** INFORMATION SHOWN **
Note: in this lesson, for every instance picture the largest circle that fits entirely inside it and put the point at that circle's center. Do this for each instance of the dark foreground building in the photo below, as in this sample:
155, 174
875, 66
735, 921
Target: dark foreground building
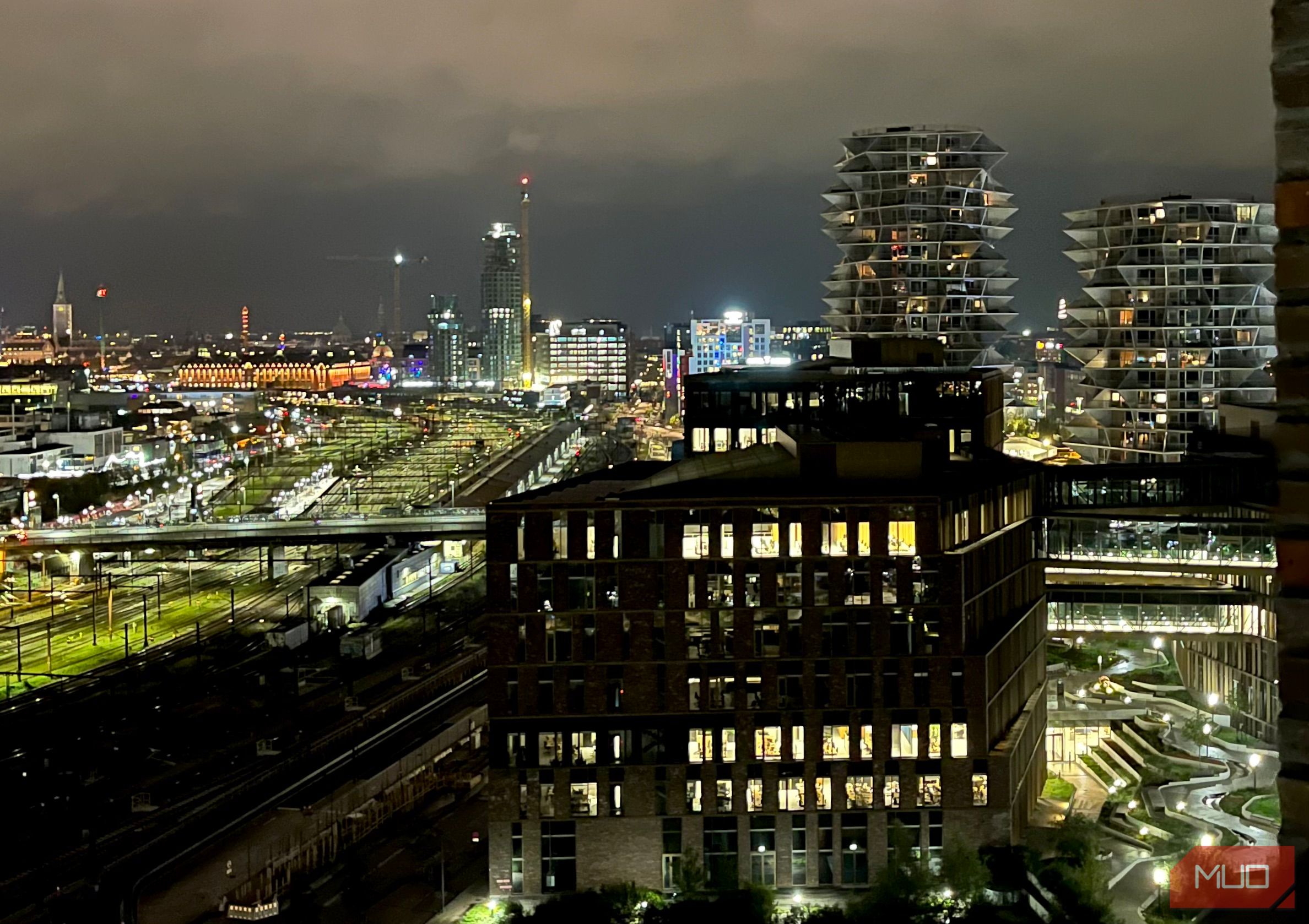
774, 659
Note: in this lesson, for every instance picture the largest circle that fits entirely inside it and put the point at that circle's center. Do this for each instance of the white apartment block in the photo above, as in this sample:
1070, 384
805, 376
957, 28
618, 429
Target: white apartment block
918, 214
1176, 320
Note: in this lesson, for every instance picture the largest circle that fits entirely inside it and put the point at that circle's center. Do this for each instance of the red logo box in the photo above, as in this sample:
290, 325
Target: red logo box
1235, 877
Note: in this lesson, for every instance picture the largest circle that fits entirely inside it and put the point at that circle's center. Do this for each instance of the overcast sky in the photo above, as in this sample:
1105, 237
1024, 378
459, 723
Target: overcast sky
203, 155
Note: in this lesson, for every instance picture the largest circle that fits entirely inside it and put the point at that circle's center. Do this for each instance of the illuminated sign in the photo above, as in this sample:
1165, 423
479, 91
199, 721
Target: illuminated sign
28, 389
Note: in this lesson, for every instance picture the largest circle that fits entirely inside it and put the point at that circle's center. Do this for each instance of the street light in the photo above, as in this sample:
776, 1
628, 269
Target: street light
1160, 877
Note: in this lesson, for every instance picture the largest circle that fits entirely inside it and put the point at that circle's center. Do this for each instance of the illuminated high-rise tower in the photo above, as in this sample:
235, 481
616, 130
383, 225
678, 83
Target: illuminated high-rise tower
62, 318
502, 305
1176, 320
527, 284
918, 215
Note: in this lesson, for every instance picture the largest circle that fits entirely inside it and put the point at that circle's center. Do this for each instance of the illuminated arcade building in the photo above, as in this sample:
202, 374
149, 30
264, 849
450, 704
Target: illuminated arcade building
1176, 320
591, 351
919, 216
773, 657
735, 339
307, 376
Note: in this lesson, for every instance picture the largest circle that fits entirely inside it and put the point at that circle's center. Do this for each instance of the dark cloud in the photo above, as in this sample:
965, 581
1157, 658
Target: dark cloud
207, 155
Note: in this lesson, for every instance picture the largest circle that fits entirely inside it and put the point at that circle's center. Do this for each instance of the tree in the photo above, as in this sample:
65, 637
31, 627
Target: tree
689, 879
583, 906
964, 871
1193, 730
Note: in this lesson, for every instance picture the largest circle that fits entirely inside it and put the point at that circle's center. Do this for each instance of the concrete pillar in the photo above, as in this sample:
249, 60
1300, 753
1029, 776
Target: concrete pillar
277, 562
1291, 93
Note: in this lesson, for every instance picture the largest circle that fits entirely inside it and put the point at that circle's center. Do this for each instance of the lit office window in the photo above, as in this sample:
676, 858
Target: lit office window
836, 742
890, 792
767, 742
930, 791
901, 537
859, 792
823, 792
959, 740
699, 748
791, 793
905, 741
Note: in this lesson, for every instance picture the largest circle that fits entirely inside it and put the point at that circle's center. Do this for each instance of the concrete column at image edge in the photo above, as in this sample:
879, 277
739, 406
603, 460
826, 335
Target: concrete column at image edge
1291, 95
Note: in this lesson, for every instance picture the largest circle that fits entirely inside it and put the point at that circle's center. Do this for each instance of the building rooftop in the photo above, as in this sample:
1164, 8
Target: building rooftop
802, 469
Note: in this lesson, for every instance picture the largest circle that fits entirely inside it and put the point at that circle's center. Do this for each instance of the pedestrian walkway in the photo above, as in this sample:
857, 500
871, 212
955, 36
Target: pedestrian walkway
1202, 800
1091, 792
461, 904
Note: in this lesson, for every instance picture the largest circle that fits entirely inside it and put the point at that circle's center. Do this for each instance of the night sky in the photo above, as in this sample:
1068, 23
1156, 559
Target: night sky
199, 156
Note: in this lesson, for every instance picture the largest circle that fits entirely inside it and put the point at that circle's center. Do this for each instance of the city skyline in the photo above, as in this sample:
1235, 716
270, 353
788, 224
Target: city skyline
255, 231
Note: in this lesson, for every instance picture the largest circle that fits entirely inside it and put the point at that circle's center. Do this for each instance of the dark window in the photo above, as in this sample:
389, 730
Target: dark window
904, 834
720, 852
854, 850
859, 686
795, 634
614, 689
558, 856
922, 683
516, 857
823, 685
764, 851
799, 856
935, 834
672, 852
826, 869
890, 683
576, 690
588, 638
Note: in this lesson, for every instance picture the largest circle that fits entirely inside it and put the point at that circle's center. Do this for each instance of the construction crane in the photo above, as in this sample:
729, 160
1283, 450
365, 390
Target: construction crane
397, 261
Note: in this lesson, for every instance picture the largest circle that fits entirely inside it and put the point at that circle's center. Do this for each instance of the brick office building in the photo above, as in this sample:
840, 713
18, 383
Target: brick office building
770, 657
==
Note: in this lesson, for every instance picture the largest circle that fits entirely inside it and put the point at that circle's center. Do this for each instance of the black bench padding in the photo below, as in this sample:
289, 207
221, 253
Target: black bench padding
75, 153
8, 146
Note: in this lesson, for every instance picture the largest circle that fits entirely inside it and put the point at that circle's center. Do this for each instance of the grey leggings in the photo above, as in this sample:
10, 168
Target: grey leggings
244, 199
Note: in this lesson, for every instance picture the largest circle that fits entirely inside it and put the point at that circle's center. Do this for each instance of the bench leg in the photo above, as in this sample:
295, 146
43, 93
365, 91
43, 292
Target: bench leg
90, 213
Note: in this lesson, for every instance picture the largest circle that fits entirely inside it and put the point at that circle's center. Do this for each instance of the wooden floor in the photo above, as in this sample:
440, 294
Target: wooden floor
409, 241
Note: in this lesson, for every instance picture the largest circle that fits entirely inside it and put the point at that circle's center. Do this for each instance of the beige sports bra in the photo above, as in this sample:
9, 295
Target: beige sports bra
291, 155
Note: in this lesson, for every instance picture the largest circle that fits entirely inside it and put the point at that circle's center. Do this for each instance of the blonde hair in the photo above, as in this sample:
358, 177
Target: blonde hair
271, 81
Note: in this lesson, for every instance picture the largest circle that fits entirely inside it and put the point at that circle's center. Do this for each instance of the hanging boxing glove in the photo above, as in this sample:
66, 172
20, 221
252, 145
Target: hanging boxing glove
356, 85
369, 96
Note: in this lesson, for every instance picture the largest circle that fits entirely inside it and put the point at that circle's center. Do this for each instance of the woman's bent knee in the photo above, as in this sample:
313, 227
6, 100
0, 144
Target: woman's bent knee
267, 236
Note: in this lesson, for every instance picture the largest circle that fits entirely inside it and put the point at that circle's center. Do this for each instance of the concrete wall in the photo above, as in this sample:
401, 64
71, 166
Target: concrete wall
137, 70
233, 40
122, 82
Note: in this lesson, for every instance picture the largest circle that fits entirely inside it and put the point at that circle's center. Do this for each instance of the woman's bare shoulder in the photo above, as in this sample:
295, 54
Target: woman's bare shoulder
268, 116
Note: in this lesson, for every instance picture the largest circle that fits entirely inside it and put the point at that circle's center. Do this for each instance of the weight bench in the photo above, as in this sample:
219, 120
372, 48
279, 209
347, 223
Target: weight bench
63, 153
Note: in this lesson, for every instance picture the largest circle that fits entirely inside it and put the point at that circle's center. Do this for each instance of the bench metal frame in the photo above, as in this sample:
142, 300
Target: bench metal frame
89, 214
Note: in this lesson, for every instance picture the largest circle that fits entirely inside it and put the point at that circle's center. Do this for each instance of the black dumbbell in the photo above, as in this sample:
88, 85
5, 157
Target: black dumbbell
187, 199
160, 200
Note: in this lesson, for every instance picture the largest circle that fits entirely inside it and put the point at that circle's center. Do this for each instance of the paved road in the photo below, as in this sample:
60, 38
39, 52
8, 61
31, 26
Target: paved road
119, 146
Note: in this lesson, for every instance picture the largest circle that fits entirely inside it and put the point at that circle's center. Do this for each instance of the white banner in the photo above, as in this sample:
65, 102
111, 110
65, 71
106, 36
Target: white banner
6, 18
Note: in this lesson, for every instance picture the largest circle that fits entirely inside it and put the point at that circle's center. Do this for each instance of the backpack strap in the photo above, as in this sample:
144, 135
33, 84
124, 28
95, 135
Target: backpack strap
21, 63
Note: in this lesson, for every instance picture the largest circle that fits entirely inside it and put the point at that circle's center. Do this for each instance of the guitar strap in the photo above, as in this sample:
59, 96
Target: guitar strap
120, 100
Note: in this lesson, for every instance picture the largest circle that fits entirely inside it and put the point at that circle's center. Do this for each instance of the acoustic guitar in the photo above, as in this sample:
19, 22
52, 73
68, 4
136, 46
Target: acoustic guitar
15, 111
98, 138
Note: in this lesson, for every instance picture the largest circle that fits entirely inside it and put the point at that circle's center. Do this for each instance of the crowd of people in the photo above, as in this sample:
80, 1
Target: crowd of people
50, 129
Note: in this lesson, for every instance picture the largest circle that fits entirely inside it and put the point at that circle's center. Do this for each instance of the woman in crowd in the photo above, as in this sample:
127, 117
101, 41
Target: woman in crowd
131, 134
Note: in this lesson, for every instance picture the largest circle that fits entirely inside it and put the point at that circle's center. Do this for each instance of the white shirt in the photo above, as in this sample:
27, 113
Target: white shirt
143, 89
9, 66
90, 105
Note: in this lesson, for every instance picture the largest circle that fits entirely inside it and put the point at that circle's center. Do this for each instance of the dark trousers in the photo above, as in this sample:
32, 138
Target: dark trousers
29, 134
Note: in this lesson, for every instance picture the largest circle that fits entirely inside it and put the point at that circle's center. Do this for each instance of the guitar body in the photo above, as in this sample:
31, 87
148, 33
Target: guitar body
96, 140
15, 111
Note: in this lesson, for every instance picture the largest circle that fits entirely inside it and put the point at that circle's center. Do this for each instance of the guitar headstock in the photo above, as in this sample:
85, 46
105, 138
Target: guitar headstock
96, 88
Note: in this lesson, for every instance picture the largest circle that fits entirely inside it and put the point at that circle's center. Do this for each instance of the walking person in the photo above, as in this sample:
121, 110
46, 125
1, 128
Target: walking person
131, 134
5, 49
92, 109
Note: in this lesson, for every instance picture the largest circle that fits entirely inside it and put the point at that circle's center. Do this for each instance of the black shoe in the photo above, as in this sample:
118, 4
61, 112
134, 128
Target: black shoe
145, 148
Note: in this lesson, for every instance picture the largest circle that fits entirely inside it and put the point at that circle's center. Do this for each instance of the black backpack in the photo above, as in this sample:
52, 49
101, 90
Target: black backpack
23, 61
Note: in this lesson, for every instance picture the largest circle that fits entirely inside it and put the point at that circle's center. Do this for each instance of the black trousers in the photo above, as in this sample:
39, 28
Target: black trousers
...
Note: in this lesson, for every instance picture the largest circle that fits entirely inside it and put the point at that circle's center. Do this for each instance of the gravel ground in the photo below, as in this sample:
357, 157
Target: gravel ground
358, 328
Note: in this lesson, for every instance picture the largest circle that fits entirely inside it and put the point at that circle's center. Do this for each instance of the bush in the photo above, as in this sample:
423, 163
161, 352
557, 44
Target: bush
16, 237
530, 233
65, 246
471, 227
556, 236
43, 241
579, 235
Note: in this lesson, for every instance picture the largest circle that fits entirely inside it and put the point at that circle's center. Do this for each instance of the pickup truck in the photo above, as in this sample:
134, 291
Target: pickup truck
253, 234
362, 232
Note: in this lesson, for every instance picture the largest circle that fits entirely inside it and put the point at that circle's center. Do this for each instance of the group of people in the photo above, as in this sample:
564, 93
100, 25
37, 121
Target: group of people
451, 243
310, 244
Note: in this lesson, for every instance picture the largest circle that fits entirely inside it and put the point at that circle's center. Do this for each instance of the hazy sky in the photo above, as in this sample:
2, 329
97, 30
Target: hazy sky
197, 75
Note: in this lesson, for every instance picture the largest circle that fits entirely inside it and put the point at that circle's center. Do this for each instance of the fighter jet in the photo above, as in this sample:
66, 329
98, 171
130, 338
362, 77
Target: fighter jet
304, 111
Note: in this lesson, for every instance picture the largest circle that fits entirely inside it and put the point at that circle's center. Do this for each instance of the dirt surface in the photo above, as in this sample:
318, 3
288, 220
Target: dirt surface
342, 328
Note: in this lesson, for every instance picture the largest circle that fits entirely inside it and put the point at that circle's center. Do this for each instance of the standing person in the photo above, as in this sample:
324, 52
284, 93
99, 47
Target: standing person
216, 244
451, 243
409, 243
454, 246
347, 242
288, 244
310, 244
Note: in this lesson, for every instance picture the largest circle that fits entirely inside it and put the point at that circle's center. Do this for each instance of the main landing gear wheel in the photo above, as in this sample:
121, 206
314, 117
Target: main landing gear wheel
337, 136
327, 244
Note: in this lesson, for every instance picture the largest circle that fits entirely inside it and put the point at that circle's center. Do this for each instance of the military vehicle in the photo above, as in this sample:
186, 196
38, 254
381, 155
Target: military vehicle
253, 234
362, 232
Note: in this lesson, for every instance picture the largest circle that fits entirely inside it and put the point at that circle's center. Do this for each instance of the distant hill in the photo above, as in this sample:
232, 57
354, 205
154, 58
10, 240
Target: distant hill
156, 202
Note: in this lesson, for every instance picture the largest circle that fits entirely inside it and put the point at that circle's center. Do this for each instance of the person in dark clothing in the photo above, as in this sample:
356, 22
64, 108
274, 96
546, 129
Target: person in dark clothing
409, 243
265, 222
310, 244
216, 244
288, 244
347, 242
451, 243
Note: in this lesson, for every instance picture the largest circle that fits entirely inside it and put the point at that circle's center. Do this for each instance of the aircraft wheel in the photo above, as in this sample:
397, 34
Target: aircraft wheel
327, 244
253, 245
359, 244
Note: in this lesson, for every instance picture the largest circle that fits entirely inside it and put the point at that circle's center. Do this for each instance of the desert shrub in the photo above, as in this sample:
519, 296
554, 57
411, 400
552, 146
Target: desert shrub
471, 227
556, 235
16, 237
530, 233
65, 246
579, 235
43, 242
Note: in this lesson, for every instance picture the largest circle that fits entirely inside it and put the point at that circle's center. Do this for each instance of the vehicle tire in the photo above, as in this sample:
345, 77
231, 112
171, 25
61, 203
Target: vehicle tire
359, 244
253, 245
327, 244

** WHAT IS EXPECTED **
Give the records between the line that contains "the black backpack" and the line that contains "Target: black trousers", inclusive, as a JSON list of strings with one string per line and blank lines left out.

** SOLUTION TO THE PROBLEM **
[
  "Note: in this lesson, for every instance picture the largest circle that fits entirely inside it and put the point at that circle's center. Do this for each instance of the black backpack in the photo above, as in this sample:",
  "52, 49",
  "101, 90",
  "Target: black backpack",
  "23, 61",
  "Note: in this lesson, for every instance picture the largest circle that fits entirely inside it and put the point at that circle's center. Do this for each instance of the black trousers in the photo above, as in this sample:",
  "39, 28",
  "Target: black trousers"
]